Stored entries
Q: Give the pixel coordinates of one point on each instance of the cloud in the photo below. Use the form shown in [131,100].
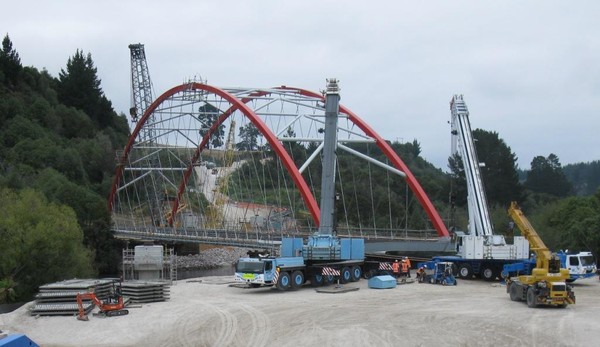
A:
[528,70]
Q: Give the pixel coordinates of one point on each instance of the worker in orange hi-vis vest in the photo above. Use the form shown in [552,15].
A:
[396,268]
[404,268]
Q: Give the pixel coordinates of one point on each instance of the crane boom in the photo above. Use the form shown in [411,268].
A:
[463,144]
[543,254]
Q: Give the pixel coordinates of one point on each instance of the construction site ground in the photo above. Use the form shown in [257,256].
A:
[212,311]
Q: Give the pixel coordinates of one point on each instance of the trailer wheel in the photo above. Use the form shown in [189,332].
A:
[316,280]
[514,292]
[283,283]
[531,298]
[297,279]
[356,273]
[488,273]
[369,274]
[465,271]
[345,275]
[329,279]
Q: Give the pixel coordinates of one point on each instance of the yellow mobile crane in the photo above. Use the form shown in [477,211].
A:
[547,283]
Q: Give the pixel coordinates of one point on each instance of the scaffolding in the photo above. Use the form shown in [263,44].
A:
[164,269]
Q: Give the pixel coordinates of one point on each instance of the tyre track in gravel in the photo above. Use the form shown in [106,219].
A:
[222,324]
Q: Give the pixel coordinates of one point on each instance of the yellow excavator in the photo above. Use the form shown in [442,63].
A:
[547,284]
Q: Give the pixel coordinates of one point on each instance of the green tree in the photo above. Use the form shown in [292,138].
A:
[499,175]
[10,63]
[574,224]
[41,242]
[79,87]
[546,176]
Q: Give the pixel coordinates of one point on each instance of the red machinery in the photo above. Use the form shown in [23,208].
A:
[112,307]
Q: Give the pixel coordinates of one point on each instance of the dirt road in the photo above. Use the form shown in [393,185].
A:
[213,313]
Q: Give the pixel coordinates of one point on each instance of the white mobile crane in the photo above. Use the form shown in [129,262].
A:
[479,251]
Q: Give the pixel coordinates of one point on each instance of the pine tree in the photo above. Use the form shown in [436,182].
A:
[10,63]
[79,87]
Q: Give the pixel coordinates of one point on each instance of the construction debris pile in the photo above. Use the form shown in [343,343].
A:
[211,258]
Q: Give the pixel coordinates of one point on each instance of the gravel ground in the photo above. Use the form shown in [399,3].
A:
[216,312]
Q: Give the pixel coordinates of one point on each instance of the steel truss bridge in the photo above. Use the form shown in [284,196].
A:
[240,166]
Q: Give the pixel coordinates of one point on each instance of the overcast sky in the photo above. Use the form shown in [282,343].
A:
[529,70]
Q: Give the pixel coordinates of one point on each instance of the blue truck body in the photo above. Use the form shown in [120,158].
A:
[322,260]
[580,265]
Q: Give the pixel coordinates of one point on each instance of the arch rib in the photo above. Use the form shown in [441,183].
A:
[394,158]
[236,105]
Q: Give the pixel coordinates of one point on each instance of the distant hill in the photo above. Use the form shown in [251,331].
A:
[585,177]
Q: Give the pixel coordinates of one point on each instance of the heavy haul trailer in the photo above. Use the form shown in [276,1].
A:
[325,256]
[323,260]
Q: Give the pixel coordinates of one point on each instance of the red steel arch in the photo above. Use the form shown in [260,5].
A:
[394,158]
[236,105]
[307,196]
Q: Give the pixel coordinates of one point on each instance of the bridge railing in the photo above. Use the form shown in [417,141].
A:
[237,234]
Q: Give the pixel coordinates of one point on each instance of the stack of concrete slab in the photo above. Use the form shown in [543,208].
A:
[60,298]
[145,291]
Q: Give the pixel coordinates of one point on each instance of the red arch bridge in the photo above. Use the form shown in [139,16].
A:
[241,166]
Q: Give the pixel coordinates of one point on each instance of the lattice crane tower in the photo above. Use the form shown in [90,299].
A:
[141,85]
[141,99]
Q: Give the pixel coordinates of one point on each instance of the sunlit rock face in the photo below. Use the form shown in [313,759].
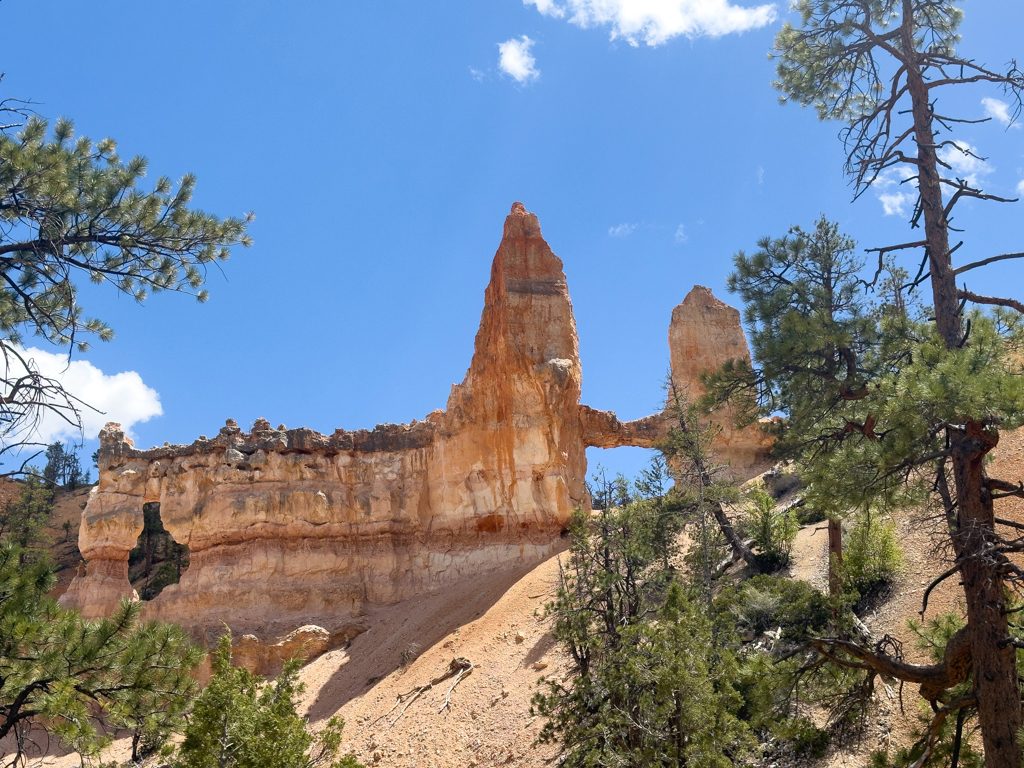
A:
[289,527]
[704,334]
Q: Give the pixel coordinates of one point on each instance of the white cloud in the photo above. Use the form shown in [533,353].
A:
[515,59]
[965,166]
[656,22]
[896,194]
[998,111]
[122,397]
[547,7]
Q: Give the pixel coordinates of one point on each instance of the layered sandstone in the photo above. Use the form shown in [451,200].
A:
[705,333]
[289,527]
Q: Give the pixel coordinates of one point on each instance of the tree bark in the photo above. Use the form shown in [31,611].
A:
[994,662]
[739,549]
[835,559]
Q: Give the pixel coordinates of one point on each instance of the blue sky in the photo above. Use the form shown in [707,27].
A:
[381,145]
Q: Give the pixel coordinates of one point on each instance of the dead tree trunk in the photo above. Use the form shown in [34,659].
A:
[996,686]
[835,559]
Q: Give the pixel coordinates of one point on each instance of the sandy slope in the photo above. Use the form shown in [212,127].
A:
[497,624]
[488,723]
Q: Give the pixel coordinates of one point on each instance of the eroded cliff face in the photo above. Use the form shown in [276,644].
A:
[289,527]
[704,334]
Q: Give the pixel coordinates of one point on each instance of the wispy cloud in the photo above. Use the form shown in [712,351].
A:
[122,397]
[656,22]
[998,111]
[965,162]
[515,59]
[896,192]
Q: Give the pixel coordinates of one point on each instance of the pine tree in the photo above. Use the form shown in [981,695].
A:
[240,721]
[23,520]
[73,210]
[60,673]
[871,394]
[652,684]
[882,67]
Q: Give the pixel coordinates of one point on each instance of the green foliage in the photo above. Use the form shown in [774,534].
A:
[808,740]
[866,387]
[64,674]
[773,531]
[933,637]
[62,467]
[871,555]
[766,602]
[23,520]
[654,682]
[71,210]
[240,721]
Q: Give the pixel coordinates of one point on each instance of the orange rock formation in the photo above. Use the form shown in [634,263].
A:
[289,527]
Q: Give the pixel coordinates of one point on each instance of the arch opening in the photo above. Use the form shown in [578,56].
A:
[158,560]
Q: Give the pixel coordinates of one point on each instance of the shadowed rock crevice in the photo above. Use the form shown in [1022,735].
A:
[288,527]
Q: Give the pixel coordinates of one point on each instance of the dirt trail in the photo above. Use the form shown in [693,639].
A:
[482,620]
[488,722]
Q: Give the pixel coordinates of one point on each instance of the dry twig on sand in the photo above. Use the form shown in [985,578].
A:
[459,668]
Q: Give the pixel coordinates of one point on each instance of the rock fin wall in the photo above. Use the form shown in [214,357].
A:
[289,526]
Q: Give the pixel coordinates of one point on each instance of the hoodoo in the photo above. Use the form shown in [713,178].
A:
[289,527]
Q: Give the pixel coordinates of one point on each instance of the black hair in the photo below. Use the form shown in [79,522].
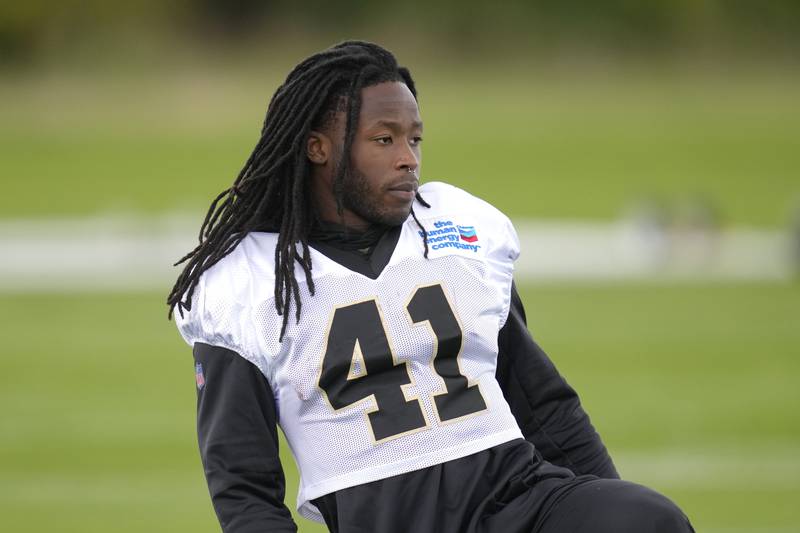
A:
[270,193]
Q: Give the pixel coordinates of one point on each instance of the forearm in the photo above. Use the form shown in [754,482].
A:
[237,435]
[546,407]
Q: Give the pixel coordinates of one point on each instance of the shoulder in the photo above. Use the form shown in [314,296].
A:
[474,219]
[223,299]
[451,197]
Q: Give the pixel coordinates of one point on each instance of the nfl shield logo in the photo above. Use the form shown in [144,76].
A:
[198,376]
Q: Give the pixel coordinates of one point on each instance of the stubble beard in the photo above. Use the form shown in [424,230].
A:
[360,198]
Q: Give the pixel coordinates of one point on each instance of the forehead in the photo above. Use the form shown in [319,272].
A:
[388,101]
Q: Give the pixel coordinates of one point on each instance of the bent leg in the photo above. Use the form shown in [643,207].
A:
[614,506]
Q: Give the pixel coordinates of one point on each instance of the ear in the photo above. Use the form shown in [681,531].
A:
[318,148]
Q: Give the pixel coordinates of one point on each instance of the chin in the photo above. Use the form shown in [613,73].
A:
[394,218]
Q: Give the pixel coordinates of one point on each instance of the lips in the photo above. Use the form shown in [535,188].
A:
[404,191]
[405,186]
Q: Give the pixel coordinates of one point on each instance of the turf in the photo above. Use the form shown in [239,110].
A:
[567,148]
[692,387]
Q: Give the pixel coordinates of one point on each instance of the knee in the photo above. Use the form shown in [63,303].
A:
[649,511]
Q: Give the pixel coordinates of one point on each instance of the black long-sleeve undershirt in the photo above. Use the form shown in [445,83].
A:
[237,433]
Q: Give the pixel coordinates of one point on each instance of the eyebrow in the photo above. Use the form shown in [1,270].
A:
[395,125]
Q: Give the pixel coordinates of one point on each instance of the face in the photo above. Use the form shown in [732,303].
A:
[385,159]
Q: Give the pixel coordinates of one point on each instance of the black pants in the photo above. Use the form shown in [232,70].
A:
[506,489]
[614,506]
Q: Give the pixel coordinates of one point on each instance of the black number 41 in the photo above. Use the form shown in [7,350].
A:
[359,363]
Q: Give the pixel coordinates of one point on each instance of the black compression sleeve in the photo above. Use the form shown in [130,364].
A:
[238,437]
[547,409]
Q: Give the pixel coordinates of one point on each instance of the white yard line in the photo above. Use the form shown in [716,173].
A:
[135,252]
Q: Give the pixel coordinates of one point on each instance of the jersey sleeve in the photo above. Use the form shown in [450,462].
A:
[547,408]
[238,440]
[221,312]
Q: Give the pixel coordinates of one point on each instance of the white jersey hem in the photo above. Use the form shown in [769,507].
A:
[360,477]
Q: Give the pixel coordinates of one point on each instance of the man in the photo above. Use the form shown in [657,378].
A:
[407,384]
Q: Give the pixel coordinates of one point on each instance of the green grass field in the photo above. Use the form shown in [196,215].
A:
[566,148]
[694,387]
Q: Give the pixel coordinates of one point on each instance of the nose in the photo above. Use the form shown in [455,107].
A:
[407,159]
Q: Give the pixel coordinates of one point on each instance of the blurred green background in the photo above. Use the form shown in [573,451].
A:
[550,110]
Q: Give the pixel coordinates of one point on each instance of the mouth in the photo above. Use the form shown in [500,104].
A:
[404,191]
[409,186]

• Task brief: Restate the final lines of the listing above word for word, beginning at the line that contains "shown in [196,215].".

• Output below:
Q: Give the pixel coordinates of one point on each instance of the green grass field in the photo above. Use the form shown in [196,215].
A:
[566,148]
[694,387]
Q: Give the pixel coordinates of one point on each instance of the nose in the photo above. Use the form shown in [455,107].
A:
[407,159]
Q: Give the pixel coordinates of one point on each instance of the blurred green background in the photo above. Use the form shown in [573,451].
A:
[550,110]
Q: Give the pixel coordinates of one point on each instance of the mouth in the photo above. Use the form shown in [500,104].
A:
[404,191]
[409,186]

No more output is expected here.